----- RECORDS TO USE
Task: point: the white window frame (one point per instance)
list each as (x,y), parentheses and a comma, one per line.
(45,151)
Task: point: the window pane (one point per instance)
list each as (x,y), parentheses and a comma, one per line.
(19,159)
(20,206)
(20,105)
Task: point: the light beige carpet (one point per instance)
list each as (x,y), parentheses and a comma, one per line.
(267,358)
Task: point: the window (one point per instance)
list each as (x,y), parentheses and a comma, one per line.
----------
----- RECORDS TO USE
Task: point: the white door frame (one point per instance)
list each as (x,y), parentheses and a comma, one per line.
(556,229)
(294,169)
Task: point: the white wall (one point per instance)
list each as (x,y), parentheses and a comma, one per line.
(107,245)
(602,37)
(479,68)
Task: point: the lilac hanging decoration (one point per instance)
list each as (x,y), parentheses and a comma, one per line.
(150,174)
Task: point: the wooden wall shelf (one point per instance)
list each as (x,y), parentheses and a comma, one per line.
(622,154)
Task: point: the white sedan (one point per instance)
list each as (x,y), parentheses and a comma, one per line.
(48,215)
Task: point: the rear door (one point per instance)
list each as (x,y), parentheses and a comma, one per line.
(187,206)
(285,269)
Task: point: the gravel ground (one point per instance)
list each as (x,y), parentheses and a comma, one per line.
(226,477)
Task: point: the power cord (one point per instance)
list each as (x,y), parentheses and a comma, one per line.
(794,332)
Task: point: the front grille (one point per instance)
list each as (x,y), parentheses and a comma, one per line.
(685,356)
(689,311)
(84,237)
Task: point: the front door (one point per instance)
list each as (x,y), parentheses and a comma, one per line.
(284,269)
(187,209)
----------
----- RECORDS TO USE
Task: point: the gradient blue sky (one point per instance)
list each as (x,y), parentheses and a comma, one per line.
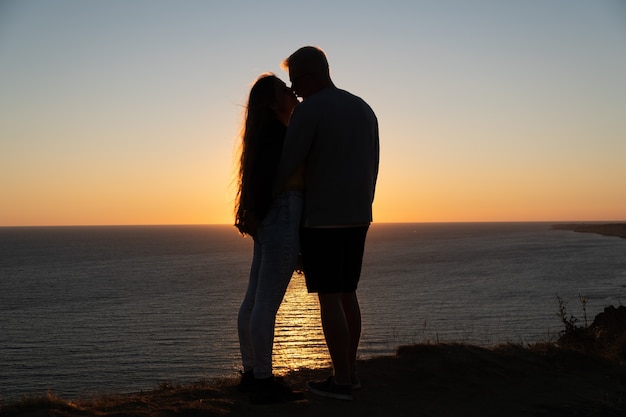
----------
• OBJECTIVE
Report every line from the entries above that contains the string "window", copying each one in full.

• RESPONSE FOR THIS EXERCISE
Task: point: the white window frame (one point per instance)
Task: point: the window pane (one point per instance)
Task: point: the window (one point per instance)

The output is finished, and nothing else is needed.